● Petunjuk dan Ketentuan
Ubahlah paragraf bacaan tentang tragedi pembunuhan pembesar Islam yang diawali "Kita katakan pembesar dengan makna yang luas" menjadi daftar singkat. Pertahankan fakta-fakta pokoknya.

Maha besar Allah dengan segala rahmatnya bagi seluruh
semesta. Shalawat dan salam tiada mungkin tak terlimpah kepada Nabinya Muhammad
sang panutan yang mulia. Mudah-mudahan kita mendapat ampunan dari Rahim dan
syafaat dari Karim di hari yang akan merontokkan segala usaha. Amin.
Kita tak bisa memungkiri bahwa dalam sejarah Islam,
banyak tragedi menyayat nurani yang sarat akan hikmah. Dalam kacamata manapun,
tragedi-tragedi itu tetap merupakan sebuah tragedi. Muslim pun tak
memungkirinya. Dan di antara tragedi di atas; tragedi pembunuhan para pembesar Islam.
Kita katakan pembesar dengan makna yang luas. Kita bukan
bermaksud mempersempit makna pembesar hanya dengan makna para penguasa.
Pembesar bisa juga seorang sahabat, tabi’in, ulama, cendikiawan, pemikir,
filsuf, teolog, sufi, panglima, raja, dsb. Dengan makna yang seperti ini, kita
akan bersama-sama menyusuri sejarah dan kita akan benar-benar menelanjanginya.
Bagaimanapun kelamnya sejarah, menurut kode etik
sejarawan, tak ada yang musti disembunyi-sembunyikan. Kita harus belajar
objektif dengan melepaskan kacamata apapun baik kacamata agama, bangsa, aliran,
suku, ras, dll. Boleh jadi dengan kita menelanjangi sejarah itu dan melepaskan
semua kacamata kemudian berlaku objektif, kita akan menemukan banyak pelajaran
di situ.
Tak menampik kemungkinan yang kita telanjangi adalah
sejarah Islam. Tentang beberapa pembesar (dalam arti yang kita sepakati di
atas) yang meninggal dunia karena dibunuh. Baik dibunuh oleh orang kafir,
seperti para sahabat nabi yang ikut dalam perang; atau yang dibunuh oleh orang
munafik, seperti sahabat Umar ibn Khtattab R.a; atau yang dibunuh oleh orang islam
sendiri karena sengketa kekuasaan, seperti sahabat Usman ibn Affan R.a.

● Bahan yang Disediakan
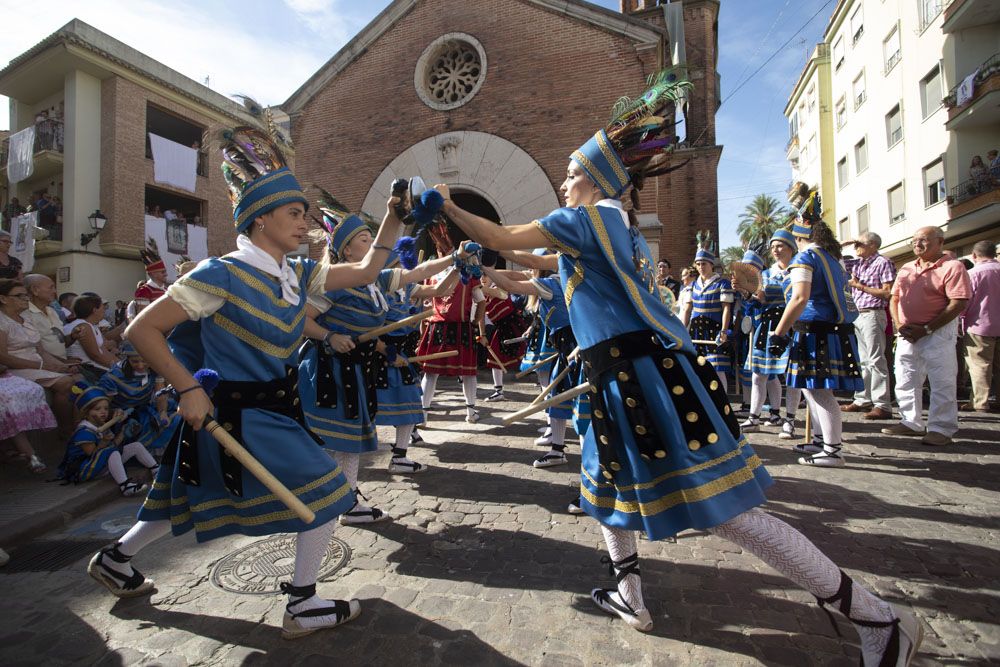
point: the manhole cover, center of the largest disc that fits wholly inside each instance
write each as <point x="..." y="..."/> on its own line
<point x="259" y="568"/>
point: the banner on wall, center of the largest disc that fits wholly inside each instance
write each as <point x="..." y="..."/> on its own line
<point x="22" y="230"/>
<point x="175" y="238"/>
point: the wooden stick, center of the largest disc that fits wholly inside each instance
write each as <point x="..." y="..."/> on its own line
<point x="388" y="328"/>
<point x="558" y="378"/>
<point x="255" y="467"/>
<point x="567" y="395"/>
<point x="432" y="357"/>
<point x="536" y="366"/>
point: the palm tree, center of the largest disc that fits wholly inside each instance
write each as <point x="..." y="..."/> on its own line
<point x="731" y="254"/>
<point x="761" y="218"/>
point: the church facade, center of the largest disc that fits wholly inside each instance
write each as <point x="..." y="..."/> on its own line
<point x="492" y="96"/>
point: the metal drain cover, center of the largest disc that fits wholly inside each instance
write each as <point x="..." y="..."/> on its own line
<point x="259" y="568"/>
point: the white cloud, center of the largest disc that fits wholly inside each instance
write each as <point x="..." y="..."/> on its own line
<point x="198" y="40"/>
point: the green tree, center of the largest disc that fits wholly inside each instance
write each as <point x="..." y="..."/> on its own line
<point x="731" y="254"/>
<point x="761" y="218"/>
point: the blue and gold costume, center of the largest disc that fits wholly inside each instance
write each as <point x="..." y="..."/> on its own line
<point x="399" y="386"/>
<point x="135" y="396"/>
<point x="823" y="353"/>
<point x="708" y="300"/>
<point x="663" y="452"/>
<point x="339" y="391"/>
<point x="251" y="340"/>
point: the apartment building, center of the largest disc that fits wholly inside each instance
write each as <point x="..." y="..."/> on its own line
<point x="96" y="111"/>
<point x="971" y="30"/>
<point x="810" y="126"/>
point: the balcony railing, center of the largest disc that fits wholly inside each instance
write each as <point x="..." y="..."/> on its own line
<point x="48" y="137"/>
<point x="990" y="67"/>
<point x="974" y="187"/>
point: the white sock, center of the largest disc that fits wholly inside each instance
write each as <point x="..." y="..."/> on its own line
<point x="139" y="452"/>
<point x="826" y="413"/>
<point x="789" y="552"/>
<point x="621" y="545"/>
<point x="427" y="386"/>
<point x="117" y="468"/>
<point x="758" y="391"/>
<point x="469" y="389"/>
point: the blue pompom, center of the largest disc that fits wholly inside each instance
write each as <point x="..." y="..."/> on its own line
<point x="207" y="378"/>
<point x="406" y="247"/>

● Jawaban Benar
- Kata "pembesar" dipakai dalam makna yang luas dan tidak terbatas pada para penguasa.
- Pembesar dapat berupa sahabat, tabi'in, ulama, cendikiawan, pemikir, filsuf, teolog, sufi, panglima, raja, dan sebagainya.
- Dengan makna tersebut, sejarah akan disusuri bersama-sama dan benar-benar ditelanjangi.